Only the lines from the one containing "door and provides a bounding box for it." through the final line of the material below should be output, exactly as they stand.

= Beginning of Section =

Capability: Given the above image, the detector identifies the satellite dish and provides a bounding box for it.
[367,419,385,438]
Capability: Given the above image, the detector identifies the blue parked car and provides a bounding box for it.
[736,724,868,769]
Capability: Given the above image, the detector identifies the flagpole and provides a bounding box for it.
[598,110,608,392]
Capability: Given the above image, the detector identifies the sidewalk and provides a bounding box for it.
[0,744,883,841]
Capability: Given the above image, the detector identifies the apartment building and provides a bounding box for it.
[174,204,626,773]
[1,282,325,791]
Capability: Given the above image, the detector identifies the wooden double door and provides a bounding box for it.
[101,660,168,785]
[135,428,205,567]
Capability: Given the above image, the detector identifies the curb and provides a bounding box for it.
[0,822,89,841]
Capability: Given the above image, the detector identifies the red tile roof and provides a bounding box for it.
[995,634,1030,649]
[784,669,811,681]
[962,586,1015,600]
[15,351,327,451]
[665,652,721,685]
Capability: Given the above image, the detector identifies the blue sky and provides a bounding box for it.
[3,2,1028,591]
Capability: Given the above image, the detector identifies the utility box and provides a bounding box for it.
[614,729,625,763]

= End of Section =

- [Output]:
Capability: Given the above image, the detector identifies the wooden double door and provides a bounding box for it.
[101,660,168,785]
[135,428,205,567]
Capability: Given the above image, the detector identifies the curb and provides a bounding box for it.
[0,822,89,841]
Capability: Given the above image, the detector identifies the red tile roof and provides a bounding box for it.
[995,634,1030,649]
[784,669,811,681]
[962,586,1015,600]
[15,351,327,451]
[665,652,721,685]
Capability: Given the above image, the detector identifies the blue sky and provides a bounding box for it.
[3,2,1028,591]
Capability: Given the above image, the detector identifies the utility box and provides a bounding box for it.
[614,729,625,763]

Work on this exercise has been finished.